### What you need to do
How many lines in the data below have the string "pickup"? Reply with the number alone.

### Stored data entries
= Beginning of Section =

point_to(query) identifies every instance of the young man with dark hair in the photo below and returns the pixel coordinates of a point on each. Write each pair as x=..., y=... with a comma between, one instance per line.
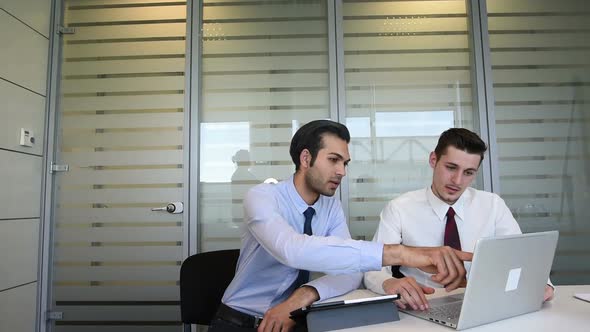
x=297, y=226
x=449, y=212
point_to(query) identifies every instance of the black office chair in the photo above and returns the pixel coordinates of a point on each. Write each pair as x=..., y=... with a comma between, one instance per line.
x=203, y=280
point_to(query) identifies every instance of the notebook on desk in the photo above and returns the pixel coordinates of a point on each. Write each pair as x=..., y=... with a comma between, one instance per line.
x=507, y=278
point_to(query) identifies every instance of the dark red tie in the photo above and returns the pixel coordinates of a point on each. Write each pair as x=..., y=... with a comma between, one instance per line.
x=451, y=233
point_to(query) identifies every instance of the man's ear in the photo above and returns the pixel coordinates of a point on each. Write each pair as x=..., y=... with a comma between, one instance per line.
x=305, y=158
x=432, y=159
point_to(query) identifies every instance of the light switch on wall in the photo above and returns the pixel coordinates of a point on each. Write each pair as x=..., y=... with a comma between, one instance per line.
x=27, y=137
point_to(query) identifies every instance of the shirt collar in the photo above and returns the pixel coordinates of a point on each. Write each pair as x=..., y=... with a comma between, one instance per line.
x=296, y=199
x=440, y=208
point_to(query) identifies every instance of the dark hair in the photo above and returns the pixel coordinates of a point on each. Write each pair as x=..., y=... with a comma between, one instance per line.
x=310, y=137
x=461, y=139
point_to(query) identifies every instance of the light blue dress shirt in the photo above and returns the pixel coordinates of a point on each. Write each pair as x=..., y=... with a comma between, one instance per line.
x=274, y=249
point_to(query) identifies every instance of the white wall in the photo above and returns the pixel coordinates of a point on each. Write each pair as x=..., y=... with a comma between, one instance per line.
x=24, y=36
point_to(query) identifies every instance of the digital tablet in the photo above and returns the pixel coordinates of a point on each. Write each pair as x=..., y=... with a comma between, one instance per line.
x=343, y=303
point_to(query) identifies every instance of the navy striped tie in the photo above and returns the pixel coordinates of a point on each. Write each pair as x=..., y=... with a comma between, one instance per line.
x=303, y=276
x=451, y=233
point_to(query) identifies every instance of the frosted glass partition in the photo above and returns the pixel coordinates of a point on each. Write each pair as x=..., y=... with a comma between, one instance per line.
x=264, y=74
x=541, y=72
x=121, y=113
x=408, y=78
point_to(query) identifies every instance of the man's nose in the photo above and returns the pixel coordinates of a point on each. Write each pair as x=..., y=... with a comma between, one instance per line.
x=456, y=178
x=341, y=169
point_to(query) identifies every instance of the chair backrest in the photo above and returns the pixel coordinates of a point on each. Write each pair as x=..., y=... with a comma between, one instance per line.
x=203, y=280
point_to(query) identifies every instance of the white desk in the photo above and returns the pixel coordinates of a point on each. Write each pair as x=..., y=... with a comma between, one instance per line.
x=563, y=314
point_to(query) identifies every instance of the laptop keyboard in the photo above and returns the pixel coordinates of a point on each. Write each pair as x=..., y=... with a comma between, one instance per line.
x=446, y=312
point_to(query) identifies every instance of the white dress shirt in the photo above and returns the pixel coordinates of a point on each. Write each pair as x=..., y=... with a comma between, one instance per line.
x=418, y=218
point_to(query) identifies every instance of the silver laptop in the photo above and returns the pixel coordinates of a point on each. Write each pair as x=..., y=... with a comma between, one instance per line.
x=507, y=278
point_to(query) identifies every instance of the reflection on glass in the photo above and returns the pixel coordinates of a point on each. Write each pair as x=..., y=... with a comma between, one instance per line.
x=264, y=74
x=218, y=141
x=540, y=61
x=408, y=78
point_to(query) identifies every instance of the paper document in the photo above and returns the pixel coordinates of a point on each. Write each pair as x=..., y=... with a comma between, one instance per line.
x=583, y=296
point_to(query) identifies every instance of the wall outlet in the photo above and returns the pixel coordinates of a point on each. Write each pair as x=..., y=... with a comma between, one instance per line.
x=27, y=137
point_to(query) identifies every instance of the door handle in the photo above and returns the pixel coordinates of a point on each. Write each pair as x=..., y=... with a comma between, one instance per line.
x=174, y=207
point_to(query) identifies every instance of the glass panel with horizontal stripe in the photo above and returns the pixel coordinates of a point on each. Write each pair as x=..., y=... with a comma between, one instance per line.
x=264, y=74
x=121, y=113
x=541, y=71
x=408, y=77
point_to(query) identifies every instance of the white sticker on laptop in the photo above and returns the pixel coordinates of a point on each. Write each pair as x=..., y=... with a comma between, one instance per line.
x=513, y=278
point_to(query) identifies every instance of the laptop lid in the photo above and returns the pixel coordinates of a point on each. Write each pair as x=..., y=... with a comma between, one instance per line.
x=507, y=277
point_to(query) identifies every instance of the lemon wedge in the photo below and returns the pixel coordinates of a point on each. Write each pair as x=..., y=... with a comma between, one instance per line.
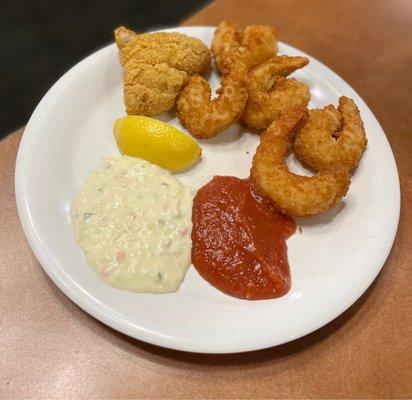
x=156, y=142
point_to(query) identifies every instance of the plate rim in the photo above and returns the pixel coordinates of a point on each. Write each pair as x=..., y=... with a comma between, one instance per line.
x=48, y=263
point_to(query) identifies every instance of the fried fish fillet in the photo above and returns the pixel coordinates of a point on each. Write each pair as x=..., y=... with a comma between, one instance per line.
x=156, y=67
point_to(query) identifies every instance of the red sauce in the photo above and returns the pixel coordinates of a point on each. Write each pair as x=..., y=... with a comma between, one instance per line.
x=239, y=240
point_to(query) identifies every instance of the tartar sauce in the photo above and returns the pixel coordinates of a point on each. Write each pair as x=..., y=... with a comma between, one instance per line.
x=132, y=220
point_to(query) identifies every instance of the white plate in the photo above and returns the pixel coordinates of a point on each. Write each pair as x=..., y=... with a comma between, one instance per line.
x=333, y=261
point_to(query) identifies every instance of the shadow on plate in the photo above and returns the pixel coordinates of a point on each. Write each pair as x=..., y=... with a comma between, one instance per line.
x=321, y=219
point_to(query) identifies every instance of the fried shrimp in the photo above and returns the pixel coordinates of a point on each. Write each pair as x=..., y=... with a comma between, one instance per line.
x=332, y=138
x=271, y=93
x=293, y=194
x=205, y=117
x=233, y=49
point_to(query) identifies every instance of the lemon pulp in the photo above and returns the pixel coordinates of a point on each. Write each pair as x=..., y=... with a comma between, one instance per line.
x=156, y=142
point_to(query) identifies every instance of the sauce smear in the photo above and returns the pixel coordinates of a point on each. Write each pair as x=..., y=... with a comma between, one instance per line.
x=239, y=240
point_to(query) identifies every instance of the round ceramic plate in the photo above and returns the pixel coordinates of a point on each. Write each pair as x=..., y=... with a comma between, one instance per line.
x=333, y=260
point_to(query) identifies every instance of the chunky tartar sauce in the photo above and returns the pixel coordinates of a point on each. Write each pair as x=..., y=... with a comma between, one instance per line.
x=132, y=219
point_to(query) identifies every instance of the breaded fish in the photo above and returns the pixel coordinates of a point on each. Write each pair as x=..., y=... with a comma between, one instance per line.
x=156, y=66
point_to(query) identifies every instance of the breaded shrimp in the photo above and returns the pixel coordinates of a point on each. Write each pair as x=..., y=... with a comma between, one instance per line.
x=293, y=194
x=204, y=117
x=177, y=50
x=332, y=138
x=151, y=89
x=233, y=49
x=271, y=93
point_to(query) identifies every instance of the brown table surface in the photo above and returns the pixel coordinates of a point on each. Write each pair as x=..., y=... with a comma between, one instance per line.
x=51, y=348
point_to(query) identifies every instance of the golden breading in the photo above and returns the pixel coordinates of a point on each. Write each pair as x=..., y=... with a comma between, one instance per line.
x=271, y=93
x=177, y=50
x=295, y=195
x=156, y=66
x=151, y=89
x=233, y=49
x=332, y=138
x=204, y=117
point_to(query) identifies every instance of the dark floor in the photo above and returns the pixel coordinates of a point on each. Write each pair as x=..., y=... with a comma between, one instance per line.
x=41, y=39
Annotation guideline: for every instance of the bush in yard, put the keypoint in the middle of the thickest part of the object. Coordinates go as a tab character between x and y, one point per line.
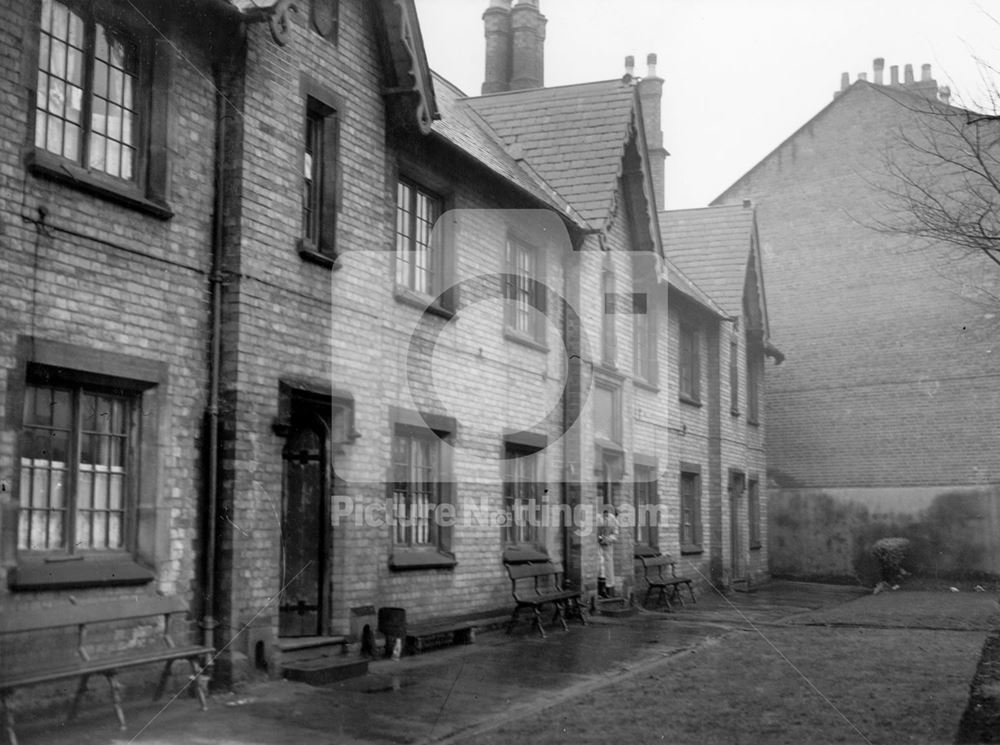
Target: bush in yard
890	553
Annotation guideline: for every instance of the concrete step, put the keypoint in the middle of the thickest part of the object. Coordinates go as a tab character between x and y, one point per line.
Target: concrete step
297	643
617	607
323	670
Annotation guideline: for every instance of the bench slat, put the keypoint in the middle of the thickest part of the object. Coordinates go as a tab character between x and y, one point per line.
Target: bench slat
524	571
68	614
108	663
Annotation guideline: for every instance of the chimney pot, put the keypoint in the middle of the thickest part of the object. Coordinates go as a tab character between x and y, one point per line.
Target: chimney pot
650	90
496	22
527	33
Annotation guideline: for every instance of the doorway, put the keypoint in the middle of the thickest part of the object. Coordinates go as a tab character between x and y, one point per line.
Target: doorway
737	487
304	601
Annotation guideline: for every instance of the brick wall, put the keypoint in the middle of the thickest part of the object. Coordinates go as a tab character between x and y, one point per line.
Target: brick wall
114	283
890	377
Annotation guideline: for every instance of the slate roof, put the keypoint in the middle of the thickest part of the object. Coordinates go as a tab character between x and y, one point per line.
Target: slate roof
572	136
711	247
464	128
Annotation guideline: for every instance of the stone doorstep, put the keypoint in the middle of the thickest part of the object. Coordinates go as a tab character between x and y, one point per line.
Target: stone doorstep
296	643
317	660
323	670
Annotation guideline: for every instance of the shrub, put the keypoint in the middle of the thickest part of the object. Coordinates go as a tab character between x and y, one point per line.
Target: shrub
890	553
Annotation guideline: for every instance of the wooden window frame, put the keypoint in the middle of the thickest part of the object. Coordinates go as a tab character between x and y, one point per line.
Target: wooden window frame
689	364
609	309
435	268
644	339
437	432
753	512
320	157
147	188
519	532
615	434
58	364
754	368
690	490
734	377
525	294
647	488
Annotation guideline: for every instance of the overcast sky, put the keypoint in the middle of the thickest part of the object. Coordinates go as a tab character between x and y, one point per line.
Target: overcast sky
741	75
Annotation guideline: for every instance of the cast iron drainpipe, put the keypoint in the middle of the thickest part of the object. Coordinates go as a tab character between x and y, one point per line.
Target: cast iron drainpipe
209	623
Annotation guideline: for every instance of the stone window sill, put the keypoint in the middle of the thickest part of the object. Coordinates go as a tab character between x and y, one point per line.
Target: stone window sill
52	167
689	401
424	302
308	252
524	339
404	559
72	572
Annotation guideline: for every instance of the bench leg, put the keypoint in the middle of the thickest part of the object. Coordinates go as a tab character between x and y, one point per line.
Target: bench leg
8	719
513	619
538	621
560	615
81	689
116	697
164	677
200	683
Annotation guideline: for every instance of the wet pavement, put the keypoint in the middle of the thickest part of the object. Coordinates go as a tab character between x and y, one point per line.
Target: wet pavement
448	694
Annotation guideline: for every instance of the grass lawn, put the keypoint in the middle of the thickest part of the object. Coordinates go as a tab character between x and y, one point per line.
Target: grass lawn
875	685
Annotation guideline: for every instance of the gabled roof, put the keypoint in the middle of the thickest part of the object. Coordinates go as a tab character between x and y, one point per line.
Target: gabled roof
677	280
461	126
573	137
711	246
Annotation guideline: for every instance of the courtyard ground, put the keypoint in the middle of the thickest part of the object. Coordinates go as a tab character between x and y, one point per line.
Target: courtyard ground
789	663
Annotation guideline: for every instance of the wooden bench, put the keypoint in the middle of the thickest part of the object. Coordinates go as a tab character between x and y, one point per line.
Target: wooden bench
668	585
46	667
419	638
540	583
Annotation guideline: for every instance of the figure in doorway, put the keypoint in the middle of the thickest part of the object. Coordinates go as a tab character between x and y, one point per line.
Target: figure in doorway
607	537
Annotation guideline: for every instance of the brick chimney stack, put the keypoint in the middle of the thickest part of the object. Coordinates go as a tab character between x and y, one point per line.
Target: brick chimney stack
927	86
527	28
496	21
650	99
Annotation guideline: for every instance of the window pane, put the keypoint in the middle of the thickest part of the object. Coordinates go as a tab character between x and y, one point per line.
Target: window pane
100	497
101	79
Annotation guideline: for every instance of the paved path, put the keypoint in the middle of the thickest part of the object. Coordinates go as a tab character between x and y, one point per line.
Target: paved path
446	694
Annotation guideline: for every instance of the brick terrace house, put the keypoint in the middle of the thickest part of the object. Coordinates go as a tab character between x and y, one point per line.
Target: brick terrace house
719	411
883	420
264	292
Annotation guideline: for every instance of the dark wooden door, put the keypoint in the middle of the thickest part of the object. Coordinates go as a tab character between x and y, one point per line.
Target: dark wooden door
303	533
737	482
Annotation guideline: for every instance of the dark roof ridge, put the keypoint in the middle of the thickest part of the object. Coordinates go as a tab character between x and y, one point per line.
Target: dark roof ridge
545	89
525	166
439	77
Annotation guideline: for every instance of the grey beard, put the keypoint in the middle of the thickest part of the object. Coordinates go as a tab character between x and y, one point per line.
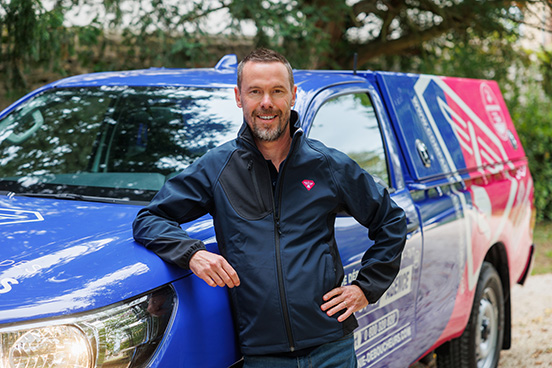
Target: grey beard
268	135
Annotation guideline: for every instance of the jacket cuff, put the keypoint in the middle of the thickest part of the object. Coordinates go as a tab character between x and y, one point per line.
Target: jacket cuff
184	261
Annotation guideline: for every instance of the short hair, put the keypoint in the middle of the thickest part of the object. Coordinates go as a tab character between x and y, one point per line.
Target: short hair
264	55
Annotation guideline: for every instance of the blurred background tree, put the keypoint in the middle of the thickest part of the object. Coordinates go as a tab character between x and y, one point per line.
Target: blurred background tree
43	40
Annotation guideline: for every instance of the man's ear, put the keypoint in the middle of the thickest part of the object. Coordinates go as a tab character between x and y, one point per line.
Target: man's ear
238	97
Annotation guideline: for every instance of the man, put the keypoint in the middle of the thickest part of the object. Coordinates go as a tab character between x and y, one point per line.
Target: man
279	257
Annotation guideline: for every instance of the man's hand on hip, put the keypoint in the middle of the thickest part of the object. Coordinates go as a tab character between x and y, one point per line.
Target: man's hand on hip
213	269
349	298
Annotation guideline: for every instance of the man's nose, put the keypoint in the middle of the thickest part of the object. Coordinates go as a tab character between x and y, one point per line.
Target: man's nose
266	101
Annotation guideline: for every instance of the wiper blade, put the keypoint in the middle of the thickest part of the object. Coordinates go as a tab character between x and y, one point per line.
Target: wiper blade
72	197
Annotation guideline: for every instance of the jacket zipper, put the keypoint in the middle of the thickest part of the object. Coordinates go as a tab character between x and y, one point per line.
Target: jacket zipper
278	233
255	182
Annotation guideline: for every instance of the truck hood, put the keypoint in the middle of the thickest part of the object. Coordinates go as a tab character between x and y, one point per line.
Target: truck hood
60	257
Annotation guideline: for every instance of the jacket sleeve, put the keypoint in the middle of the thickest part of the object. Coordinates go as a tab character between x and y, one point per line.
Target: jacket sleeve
371	205
183	198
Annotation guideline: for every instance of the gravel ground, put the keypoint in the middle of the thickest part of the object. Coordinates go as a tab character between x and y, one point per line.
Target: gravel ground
531	325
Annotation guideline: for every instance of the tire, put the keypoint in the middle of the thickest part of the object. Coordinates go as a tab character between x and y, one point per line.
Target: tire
480	344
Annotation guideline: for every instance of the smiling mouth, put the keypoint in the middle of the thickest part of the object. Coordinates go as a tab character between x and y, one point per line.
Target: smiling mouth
266	117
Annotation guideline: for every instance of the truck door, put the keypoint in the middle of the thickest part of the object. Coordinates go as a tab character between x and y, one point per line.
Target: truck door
351	119
437	172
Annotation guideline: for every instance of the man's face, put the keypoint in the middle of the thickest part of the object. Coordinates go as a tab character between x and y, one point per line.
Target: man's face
266	98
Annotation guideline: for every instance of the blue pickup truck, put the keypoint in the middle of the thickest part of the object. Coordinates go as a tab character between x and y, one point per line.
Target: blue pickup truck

= End of Section =

### Written answer
2